**GIVEN INFORMATION**.
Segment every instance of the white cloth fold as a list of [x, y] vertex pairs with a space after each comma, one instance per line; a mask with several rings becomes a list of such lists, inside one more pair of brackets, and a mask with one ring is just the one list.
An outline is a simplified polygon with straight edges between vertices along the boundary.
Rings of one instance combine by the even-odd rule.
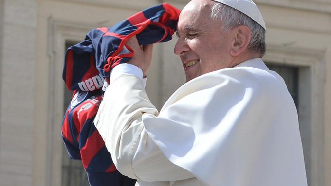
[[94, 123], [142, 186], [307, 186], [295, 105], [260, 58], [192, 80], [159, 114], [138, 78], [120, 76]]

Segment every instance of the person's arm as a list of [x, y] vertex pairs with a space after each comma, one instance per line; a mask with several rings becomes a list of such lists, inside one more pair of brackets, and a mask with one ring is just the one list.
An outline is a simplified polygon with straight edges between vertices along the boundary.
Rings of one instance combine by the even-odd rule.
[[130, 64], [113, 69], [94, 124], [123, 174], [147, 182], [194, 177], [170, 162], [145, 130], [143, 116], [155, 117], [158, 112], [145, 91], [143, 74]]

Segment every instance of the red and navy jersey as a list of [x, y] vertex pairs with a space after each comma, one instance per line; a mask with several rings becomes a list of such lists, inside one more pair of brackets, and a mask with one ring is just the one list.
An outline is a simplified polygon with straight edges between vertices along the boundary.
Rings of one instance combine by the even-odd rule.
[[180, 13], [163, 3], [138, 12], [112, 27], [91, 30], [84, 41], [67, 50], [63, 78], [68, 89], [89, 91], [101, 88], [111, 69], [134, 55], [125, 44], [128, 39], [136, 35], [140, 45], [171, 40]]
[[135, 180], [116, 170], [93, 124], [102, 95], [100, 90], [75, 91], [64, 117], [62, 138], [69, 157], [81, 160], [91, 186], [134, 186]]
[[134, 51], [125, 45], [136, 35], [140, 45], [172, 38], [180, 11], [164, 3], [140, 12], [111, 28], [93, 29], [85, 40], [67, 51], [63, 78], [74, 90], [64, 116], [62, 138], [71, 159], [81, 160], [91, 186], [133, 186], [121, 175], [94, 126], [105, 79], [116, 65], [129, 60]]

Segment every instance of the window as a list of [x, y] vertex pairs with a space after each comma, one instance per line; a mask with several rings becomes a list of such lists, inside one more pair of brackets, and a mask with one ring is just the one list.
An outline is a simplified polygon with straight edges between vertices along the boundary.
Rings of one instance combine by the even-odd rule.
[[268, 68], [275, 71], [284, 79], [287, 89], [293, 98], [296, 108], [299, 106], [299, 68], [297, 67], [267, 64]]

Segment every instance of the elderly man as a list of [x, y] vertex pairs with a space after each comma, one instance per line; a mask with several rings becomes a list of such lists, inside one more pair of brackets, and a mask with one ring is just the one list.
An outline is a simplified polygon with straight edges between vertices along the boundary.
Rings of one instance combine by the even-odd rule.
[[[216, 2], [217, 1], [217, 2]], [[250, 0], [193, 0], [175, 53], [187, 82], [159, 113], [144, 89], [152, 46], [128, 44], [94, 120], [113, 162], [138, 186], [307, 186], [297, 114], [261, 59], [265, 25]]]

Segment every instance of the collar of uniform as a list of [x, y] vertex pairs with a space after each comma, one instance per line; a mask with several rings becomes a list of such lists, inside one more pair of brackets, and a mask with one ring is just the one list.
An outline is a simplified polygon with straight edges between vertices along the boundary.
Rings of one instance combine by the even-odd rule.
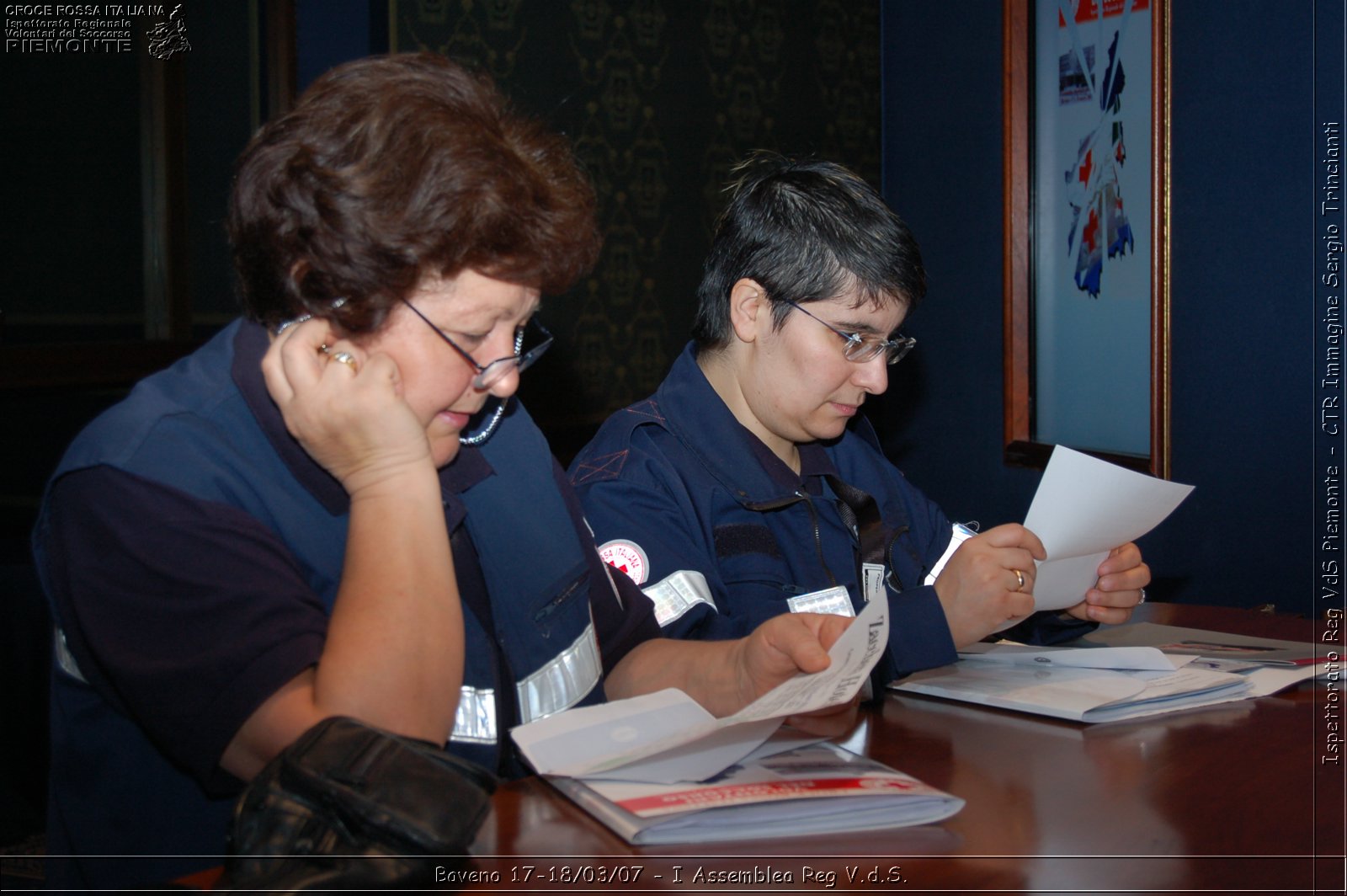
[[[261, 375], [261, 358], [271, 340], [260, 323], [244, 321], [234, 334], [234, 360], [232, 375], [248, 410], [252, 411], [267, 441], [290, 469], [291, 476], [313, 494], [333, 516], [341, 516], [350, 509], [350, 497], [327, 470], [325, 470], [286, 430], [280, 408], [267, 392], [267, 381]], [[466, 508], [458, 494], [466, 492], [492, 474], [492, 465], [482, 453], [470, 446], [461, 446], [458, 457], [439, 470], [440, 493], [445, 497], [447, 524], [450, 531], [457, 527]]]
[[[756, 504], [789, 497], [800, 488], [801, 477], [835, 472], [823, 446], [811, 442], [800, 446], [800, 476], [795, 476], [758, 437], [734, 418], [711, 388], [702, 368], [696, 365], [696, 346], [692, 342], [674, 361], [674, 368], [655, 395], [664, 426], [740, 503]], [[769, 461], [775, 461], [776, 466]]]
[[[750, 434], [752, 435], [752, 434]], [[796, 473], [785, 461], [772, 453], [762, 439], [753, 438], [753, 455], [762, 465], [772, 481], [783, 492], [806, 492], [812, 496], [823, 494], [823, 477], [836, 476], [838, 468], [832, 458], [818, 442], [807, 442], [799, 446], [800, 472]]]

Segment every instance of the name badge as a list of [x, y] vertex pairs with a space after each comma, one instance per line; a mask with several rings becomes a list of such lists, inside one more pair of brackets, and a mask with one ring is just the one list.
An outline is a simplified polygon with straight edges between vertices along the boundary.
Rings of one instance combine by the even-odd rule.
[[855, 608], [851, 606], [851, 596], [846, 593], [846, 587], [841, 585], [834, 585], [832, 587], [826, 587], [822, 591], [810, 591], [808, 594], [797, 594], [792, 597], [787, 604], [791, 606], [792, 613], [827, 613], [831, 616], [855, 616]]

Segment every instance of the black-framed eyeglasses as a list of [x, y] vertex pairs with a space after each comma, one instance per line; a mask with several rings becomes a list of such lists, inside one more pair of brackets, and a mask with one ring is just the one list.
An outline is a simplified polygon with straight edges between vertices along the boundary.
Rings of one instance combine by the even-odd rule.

**EXERCISE PROMPT**. Copy out all of the records above line for line, omitting the pictures.

**TASK OUTPUT**.
Segment every instance of the white cloth fold as a list of [x, y] vertex pairs with a space after each comma, one instance per line; a mask with several rings becomes a list of such lists, inside one more pair of brackets, and a mask with one ring is just the one list.
An outline is a simplified polygon with straight edges between vertices along the boundary.
Rings of one instance combine by the even-odd rule.
[[94, 123], [142, 186], [307, 186], [295, 105], [260, 58], [192, 80], [159, 114], [138, 78], [120, 76]]

Segment every instance of the person's arm as a list of [x, y] vertex pairs with a space after each comma, one instance per line; a mask with several rings becomes a list of such lists, inside one more pair of brackets, and a mask with one ring is just the one list.
An outline is a simplified polygon with straight edges between vertices along the boundary.
Rings of one instance combine by the even-odd rule.
[[130, 64], [113, 69], [94, 124], [123, 174], [147, 182], [194, 177], [170, 162], [145, 130], [143, 116], [155, 117], [158, 112], [145, 91], [143, 74]]

Segment every instance of the red and navy jersey as a list of [x, y] vertex pairs with a space after each comma, one instance per line; a mask with several rings becomes a list of such lists, inside one more pair of brackets, and a mask with one ring is just the one list.
An outline is a simplified polygon with straight edges between vertices along the boundary.
Rings of one instance combine by the even-odd rule.
[[180, 13], [163, 3], [138, 12], [112, 27], [91, 30], [84, 41], [67, 50], [63, 78], [68, 89], [89, 91], [101, 88], [111, 69], [134, 55], [125, 44], [128, 39], [136, 35], [140, 45], [171, 40]]
[[135, 180], [116, 170], [93, 124], [102, 95], [100, 90], [75, 91], [64, 117], [62, 138], [69, 157], [81, 160], [91, 186], [134, 186]]
[[134, 51], [125, 45], [136, 35], [140, 45], [172, 38], [180, 11], [164, 3], [140, 12], [111, 28], [93, 29], [85, 40], [67, 51], [63, 78], [74, 90], [64, 116], [62, 138], [71, 159], [81, 160], [91, 186], [133, 186], [121, 175], [94, 126], [105, 79], [116, 65], [129, 60]]

Segment every instance of the window as a list of [x, y] vertex pairs with a space after each comma, one instance per line; a mask with several rings becomes a list of such lists, inside one more pair of brackets, and a mask with one ring is just the one list.
An outline is a simplified polygon with straight edges between vertices along the boundary.
Rings of one instance combine by the even-odd rule.
[[268, 68], [275, 71], [284, 79], [287, 89], [293, 98], [296, 108], [299, 106], [299, 68], [297, 67], [267, 64]]

Segment every instance of the elderly man as a list of [x, y] vertex pairs with a space after each comma, one instance per line; a mask with several rings becomes a list of such lists, inside one more pair of brackets, and a mask with one ring is just the one list.
An outline is a simplified polygon with straight edges between vertices along the boundary.
Rings of one instance combine by the even-odd rule.
[[[216, 2], [217, 1], [217, 2]], [[250, 0], [193, 0], [175, 53], [187, 82], [159, 113], [144, 89], [152, 46], [128, 44], [94, 120], [113, 162], [138, 186], [307, 186], [297, 114], [261, 59], [265, 25]]]

Segment every instance of the collar of uniform as a list of [x, y] vertex pairs with a space after each comma, one instance per line; a mask with several rings becomes a list of such lists, inside one more pair of brackets, and a mask with one ring is just the one list.
An outline is a simplified polygon with straight edges between vertices along the boundary.
Rings of one instance combine by the even-odd rule.
[[[261, 375], [261, 358], [271, 340], [260, 323], [244, 321], [234, 334], [234, 360], [232, 375], [248, 410], [252, 411], [267, 441], [290, 469], [291, 476], [313, 494], [333, 516], [341, 516], [350, 509], [350, 497], [327, 470], [325, 470], [286, 430], [280, 408], [267, 392], [267, 381]], [[466, 508], [458, 494], [466, 492], [492, 474], [492, 465], [482, 453], [470, 446], [461, 446], [458, 457], [439, 470], [440, 493], [445, 497], [447, 524], [450, 531], [457, 527]]]
[[[756, 504], [789, 497], [800, 488], [801, 477], [835, 472], [823, 446], [811, 442], [800, 446], [800, 476], [795, 476], [758, 437], [734, 418], [711, 388], [702, 368], [696, 365], [696, 346], [692, 342], [674, 361], [674, 368], [655, 395], [664, 426], [740, 503]], [[769, 461], [775, 461], [776, 466]]]
[[[750, 434], [752, 435], [752, 434]], [[796, 473], [785, 461], [772, 453], [762, 439], [753, 438], [753, 455], [762, 465], [772, 481], [783, 492], [806, 492], [812, 496], [823, 494], [823, 477], [836, 476], [838, 468], [832, 458], [818, 442], [807, 442], [799, 446], [800, 472]]]

Segment every instance of the name badge as a list of [x, y] vertex pairs with a space after each comma, one instance per line; a mask with several rings becomes a list of such lists, inside one more pair of brackets, and a mask with one ring is just the one list.
An outline is a simplified polygon with straight edges between vertices along the boundary.
Rings of one instance combine by the even-odd rule.
[[855, 608], [851, 606], [851, 596], [846, 593], [846, 587], [841, 585], [834, 585], [832, 587], [826, 587], [822, 591], [810, 591], [808, 594], [797, 594], [792, 597], [787, 604], [791, 606], [792, 613], [827, 613], [831, 616], [855, 616]]

Segment every instance of the black-framed eyeglasses as a list of [x, y] vertex pairs with a space after each comma, one instance per line; a mask with several rings becomes a list of such lists, inside one more pair of brackets, and a mask with one ring is just the one list.
An outline is a simplified polygon with straight edges between vertices along the boundary.
Rings of one instance combine by the even-odd rule.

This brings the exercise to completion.